* [Stated exercise A] Set down the part of the tree accident thread from "After he made" up to and including "stepsons, Bledsoe said.".

* [Text]
According to city Fire Department spokeswoman Natatia Bledsoe, Miller had been cutting off the top of a tree and was in a harness about 30 feet up the tree.

After he made the cut, the cut-off section shifted, pinning him at the chest against the main trunk of the tree, Bledsoe said.

Firefighters were called, but the initial call didn't mention the severity of the accident, Bledsoe said.

A tower truck was then called, and firefighters had to remove the limb before removing the victim, she said.

Bledsoe said Miller was conscious and communicating when they arrived, but soon became unconscious.

Miller was married and lived with his wife, a daughter and two stepsons, Bledsoe said.


----------



## rarefish383 (May 30, 2010)

Sad news, again we need aerial rescue, Joe.


----------



## dandandatreeman (May 30, 2010)

how would we as trained climbers be able to be summoned to the job that these things happen? I know when I was trained in rescue they said that you really only have a short time before someone will die from there injuries in a tree. I also know that if I were to get in trouble on one of my side jobs there would be very little hope of getting help on time. WHAT DO WE DO? These things are senseless


----------



## cassandrasdaddy (May 30, 2010)

*i'm done climbing*

only reason i keep all my gear is just in case. i would hate to watch someone die who could be saved. in this case the dept has a big tower truck and if it had been dispatched first call he mighta made it


----------



## tree md (May 30, 2010)

Condolences to the family. Very sad.

An ambulance and fire and rescue truck was dispatched to the residence where I was working last week. My client's mother had had a heart attack. I was blocking wood off of the spar when they showed up and was about 20' above the roof line. I guess they assumed they were there for me. The first thing they said is I hope we're not here for you buddy, we can't get up there to ya.


----------



## dandandatreeman (May 30, 2010)

tree md said:


> Condolences to the family. Very sad.
> 
> An ambulance and fire and rescue truck was dispatched to the residence where I was working last week. My client's mother had had a heart attack. I was blocking wood off of the spar when they showed up and was about 20' above the roof line. I guess they assumed they were there for me. The first thing they said is I hope we're not here for you buddy, we can't get up there to ya.

* [Stated exercise B] Extract the lines of the records from the line with "Practice step: put one dot on every instance of the glass" up to and including the last line of the records, repeating them without changes.

* [Provided information]
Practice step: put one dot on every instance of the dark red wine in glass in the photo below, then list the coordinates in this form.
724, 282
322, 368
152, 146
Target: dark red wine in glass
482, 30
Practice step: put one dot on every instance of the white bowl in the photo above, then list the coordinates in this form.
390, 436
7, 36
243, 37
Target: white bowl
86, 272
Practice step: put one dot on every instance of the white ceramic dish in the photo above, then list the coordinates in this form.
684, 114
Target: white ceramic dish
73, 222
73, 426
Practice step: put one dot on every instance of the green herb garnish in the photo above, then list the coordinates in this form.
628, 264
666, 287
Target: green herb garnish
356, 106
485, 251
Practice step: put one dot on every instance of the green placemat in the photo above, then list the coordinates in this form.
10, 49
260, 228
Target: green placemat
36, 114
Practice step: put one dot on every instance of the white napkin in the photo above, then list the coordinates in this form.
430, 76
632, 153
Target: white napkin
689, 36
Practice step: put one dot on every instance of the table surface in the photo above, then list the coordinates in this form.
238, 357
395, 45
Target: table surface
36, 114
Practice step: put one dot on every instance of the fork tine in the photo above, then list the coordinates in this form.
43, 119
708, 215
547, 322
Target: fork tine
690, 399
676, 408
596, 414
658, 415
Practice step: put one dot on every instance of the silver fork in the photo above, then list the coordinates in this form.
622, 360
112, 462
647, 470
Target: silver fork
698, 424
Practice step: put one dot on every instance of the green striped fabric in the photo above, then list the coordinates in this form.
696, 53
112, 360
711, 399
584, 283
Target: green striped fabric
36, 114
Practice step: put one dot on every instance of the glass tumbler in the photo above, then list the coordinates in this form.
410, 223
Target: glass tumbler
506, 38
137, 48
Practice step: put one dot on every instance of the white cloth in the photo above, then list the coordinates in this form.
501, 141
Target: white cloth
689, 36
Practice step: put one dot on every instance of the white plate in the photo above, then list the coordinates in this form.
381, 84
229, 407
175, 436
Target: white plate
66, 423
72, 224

* [Result A]
After he made the cut, the cut-off section shifted, pinning him at the chest against the main trunk of the tree, Bledsoe said.

Firefighters were called, but the initial call didn't mention the severity of the accident, Bledsoe said.

A tower truck was then called, and firefighters had to remove the limb before removing the victim, she said.

Bledsoe said Miller was conscious and communicating when they arrived, but soon became unconscious.

Miller was married and lived with his wife, a daughter and two stepsons, Bledsoe said.

* [Result B]
Practice step: put one dot on every instance of the glass tumbler in the photo above, then list the coordinates in this form.
410, 223
Target: glass tumbler
506, 38
137, 48
Practice step: put one dot on every instance of the white cloth in the photo above, then list the coordinates in this form.
501, 141
Target: white cloth
689, 36
Practice step: put one dot on every instance of the white plate in the photo above, then list the coordinates in this form.
381, 84
229, 407
175, 436
Target: white plate
66, 423
72, 224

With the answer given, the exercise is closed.